═════ Material shown

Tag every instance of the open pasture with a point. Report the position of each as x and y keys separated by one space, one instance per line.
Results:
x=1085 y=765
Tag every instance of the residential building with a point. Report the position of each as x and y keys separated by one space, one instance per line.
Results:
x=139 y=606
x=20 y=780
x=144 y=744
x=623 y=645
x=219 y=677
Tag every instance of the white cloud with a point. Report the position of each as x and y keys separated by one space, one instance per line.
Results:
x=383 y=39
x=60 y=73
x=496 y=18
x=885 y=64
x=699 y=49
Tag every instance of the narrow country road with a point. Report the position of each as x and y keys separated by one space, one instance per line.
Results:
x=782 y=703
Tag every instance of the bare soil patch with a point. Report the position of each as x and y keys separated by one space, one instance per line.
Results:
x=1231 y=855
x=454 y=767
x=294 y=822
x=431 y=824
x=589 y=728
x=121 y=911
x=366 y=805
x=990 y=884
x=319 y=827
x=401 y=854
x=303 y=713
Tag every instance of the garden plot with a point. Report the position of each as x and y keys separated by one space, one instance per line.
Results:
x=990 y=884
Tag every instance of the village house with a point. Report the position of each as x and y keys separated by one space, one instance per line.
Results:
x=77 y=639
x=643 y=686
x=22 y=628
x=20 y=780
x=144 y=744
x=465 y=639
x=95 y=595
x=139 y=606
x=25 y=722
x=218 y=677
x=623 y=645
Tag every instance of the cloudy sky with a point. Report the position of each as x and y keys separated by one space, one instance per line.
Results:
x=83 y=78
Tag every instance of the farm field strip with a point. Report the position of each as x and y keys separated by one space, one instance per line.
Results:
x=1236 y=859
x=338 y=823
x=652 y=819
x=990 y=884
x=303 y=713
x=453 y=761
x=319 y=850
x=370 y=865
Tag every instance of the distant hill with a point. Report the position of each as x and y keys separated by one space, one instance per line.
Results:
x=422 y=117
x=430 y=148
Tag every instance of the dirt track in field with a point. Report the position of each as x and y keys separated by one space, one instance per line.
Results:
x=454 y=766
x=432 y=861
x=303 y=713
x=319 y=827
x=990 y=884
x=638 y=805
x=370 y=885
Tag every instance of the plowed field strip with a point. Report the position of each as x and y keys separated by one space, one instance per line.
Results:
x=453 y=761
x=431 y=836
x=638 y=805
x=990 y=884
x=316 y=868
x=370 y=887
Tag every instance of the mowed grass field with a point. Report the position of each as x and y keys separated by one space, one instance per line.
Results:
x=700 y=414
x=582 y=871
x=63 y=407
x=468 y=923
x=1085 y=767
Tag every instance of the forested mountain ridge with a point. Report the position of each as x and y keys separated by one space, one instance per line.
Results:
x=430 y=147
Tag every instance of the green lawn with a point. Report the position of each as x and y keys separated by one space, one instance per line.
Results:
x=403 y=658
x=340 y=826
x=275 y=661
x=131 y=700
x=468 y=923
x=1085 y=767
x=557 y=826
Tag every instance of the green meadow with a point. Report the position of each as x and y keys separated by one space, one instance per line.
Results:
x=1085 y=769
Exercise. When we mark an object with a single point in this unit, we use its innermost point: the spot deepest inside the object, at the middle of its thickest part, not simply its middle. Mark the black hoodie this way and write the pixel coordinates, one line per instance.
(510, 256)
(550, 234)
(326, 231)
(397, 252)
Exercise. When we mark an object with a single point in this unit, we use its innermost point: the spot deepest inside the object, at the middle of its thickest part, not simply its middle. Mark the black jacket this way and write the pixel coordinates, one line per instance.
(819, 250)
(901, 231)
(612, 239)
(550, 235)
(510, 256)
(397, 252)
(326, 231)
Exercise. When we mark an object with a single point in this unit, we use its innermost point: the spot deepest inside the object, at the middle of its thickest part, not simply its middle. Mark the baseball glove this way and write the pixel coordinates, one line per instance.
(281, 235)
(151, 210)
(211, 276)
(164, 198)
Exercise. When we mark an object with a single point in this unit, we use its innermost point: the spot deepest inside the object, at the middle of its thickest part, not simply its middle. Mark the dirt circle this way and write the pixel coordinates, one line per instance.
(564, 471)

══════════

Instructions for the task:
Please rescale everything from the line with "Tag every instance of the green lawn" down to the line with "x=1085 y=769", both included, copying each request unchanged and multiplying every x and y coordinate in the answers by 1.85, rounding to whole numbers with halves going up.

The response:
Tag every instance of the green lawn with a point. Report the position of each as x and y keys separated by one space, one instance per line.
Results:
x=746 y=1217
x=629 y=1528
x=509 y=1223
x=242 y=1295
x=866 y=1708
x=2007 y=1419
x=1030 y=1528
Tag every instance of the green meadow with a point. Report the position of each as x and y keys separated by one space, one instance per line.
Results:
x=2007 y=1423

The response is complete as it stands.